▸ **Aim**
Can you recast the entries from the very first line through the line containing "top-left (62, 59), bottom-right (254, 124)", including that line, as a Markdown table with the columns Row and Line, leaving out any blank lines?

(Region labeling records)
[Begin]

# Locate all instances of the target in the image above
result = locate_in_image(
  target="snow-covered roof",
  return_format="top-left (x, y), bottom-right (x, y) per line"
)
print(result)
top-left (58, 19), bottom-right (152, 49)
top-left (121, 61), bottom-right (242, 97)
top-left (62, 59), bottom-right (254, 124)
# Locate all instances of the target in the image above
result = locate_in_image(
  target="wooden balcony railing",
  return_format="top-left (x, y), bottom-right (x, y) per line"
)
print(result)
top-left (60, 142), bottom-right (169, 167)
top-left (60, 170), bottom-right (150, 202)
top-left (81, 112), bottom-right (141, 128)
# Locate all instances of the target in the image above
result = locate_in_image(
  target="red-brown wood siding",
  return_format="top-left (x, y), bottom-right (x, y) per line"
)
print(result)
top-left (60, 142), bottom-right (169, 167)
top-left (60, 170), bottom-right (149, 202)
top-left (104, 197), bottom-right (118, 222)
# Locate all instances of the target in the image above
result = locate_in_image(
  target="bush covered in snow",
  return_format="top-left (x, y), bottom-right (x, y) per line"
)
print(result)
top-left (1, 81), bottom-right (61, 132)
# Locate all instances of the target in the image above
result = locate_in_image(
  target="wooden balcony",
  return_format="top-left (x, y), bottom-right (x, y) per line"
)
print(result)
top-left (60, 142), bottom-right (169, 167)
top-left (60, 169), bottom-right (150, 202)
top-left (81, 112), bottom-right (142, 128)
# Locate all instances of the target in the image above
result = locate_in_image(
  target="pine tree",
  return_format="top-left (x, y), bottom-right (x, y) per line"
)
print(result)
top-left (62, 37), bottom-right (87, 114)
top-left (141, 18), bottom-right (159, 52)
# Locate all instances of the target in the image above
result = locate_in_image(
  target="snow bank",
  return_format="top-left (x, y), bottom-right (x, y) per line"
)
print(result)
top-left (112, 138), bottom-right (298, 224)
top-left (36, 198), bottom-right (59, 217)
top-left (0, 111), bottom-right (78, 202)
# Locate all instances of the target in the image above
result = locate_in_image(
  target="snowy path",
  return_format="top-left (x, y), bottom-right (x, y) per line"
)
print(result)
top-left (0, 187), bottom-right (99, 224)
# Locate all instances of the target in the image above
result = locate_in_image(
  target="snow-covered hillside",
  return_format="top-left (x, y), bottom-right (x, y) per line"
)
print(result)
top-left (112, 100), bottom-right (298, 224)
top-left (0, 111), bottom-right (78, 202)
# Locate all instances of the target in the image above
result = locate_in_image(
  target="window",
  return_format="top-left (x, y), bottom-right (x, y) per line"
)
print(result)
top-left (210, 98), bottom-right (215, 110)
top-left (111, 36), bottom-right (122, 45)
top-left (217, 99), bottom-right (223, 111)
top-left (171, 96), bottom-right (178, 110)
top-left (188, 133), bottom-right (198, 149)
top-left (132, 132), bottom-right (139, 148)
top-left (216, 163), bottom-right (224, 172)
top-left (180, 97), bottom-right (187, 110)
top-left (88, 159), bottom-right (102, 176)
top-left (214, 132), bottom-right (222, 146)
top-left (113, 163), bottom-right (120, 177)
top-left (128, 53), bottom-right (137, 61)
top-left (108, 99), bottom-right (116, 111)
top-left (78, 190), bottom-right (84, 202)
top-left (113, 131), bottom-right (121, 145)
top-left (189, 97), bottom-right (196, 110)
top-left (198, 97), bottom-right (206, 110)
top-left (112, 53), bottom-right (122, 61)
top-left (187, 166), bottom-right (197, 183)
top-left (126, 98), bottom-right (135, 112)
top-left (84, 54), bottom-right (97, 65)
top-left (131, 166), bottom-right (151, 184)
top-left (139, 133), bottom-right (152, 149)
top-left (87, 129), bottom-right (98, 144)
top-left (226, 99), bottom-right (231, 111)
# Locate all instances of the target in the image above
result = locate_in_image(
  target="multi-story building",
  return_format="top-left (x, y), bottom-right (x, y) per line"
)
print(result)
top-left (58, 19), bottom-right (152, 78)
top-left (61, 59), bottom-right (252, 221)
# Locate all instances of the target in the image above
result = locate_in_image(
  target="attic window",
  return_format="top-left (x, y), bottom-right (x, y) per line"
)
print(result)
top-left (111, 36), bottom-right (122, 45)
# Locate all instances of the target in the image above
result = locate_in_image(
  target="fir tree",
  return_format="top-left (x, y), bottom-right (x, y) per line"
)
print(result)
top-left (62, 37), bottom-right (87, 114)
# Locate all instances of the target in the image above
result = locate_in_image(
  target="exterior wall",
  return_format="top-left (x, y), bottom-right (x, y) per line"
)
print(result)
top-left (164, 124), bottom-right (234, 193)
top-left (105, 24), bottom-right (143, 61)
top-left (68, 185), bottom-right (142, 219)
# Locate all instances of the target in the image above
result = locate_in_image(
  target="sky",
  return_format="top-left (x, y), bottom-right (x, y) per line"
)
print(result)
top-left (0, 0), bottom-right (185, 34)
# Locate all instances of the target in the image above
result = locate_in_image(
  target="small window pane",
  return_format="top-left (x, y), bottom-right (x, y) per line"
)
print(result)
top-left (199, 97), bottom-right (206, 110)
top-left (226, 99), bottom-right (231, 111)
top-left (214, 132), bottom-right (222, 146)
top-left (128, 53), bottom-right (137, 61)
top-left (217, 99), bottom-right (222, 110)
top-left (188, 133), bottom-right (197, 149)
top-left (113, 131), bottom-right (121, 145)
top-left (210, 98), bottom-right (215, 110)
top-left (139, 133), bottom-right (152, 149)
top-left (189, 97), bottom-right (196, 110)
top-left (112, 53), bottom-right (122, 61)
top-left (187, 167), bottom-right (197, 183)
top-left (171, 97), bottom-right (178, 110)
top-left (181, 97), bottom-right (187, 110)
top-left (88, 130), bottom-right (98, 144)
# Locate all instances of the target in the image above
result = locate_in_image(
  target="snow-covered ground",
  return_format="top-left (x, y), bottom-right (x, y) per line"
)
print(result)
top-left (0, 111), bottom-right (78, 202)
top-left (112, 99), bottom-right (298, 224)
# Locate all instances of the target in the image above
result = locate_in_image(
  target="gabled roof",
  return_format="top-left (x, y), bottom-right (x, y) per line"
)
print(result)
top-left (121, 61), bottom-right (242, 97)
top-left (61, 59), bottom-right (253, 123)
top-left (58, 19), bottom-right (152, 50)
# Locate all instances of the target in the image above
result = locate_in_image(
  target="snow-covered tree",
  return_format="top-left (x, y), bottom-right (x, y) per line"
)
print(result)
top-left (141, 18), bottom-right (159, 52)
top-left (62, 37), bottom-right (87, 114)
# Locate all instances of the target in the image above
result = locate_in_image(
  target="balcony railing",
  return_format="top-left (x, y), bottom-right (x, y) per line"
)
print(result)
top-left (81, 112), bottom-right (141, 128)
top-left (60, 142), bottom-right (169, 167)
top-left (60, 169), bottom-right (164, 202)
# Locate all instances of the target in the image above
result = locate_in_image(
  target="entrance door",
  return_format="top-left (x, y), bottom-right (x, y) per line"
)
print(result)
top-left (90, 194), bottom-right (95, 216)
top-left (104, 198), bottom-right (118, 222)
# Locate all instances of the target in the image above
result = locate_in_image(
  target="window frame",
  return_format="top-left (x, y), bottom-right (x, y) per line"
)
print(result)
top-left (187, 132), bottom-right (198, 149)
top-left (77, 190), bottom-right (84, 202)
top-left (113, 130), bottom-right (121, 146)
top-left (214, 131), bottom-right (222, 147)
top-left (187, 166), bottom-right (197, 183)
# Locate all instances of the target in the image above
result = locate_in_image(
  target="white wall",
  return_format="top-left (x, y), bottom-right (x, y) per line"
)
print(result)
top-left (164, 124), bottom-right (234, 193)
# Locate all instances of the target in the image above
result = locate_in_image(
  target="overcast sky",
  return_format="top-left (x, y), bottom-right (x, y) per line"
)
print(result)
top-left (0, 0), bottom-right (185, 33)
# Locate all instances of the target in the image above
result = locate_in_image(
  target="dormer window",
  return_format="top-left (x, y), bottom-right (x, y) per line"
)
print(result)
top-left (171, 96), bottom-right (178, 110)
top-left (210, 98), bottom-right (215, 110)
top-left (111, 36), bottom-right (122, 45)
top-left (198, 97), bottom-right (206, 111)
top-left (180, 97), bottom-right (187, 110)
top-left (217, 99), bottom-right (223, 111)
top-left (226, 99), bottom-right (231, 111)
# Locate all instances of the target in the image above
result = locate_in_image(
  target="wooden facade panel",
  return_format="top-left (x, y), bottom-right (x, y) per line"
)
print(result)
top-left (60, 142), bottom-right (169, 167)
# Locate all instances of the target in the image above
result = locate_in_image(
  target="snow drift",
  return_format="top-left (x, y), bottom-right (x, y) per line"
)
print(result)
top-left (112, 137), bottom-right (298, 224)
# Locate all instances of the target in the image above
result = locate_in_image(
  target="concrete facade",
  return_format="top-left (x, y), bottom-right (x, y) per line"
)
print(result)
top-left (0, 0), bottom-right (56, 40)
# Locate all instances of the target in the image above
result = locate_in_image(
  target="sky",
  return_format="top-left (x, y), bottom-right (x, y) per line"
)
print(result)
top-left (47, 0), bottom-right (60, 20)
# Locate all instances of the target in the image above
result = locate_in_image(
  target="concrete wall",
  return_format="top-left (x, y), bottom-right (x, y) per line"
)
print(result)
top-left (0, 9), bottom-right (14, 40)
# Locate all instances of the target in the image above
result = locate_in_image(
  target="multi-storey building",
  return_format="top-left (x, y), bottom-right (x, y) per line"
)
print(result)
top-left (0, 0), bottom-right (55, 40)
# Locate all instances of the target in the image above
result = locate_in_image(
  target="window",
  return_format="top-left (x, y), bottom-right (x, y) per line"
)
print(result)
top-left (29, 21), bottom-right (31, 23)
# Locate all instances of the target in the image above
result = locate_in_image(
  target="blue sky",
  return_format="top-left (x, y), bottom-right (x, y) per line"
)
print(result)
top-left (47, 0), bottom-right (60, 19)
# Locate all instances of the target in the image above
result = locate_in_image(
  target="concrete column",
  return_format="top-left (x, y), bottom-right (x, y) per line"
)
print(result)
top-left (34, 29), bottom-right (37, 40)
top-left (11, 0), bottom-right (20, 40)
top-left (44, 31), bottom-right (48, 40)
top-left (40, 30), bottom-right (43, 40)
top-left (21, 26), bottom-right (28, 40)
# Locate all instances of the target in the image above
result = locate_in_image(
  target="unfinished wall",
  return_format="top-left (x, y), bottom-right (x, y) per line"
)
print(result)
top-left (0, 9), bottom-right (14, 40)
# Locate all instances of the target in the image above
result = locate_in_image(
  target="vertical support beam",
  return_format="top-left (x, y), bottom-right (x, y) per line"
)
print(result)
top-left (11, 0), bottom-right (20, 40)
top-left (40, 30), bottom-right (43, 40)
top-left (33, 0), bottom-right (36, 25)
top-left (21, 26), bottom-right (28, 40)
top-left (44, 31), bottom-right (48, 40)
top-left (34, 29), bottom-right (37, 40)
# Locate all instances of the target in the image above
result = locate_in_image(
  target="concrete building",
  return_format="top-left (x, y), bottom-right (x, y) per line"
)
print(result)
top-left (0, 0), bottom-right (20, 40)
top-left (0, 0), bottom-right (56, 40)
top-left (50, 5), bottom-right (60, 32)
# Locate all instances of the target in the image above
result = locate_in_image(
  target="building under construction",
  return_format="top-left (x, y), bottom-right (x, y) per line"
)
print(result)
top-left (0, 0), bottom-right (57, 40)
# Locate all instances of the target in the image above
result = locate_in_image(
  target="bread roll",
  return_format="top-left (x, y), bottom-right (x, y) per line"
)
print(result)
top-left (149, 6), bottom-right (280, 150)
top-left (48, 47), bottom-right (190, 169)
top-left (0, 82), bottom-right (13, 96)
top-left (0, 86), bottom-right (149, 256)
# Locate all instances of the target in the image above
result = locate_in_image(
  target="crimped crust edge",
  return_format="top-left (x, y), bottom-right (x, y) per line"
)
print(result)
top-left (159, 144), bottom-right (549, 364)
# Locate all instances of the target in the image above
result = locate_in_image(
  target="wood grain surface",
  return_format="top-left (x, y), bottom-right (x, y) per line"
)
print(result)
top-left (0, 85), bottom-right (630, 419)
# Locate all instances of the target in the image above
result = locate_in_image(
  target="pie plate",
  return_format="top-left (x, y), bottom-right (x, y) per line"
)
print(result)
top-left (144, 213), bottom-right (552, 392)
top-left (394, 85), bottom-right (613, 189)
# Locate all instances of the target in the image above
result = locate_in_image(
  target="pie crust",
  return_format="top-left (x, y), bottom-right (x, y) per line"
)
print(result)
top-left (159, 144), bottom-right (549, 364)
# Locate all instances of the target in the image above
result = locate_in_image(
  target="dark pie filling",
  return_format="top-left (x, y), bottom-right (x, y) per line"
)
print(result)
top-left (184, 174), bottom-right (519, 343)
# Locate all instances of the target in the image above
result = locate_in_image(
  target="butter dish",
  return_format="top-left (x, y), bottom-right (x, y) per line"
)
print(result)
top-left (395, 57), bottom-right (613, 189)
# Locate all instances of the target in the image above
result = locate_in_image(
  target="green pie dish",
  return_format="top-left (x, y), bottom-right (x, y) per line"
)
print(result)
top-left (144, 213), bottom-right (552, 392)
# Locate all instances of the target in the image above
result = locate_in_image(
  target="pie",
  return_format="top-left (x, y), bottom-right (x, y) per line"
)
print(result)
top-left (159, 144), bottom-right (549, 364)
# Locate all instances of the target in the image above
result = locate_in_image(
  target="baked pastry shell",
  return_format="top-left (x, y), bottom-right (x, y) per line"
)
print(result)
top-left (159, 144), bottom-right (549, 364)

[End]

▸ **Response**
| Row | Line |
|---|---|
| 1 | # Locate all instances of the target in the image above |
| 2 | result = locate_in_image( |
| 3 |   target="snow-covered roof", |
| 4 |   return_format="top-left (x, y), bottom-right (x, y) per line" |
| 5 | ) |
| 6 | print(result) |
| 7 | top-left (58, 19), bottom-right (152, 49) |
| 8 | top-left (121, 61), bottom-right (242, 97) |
| 9 | top-left (62, 59), bottom-right (254, 124) |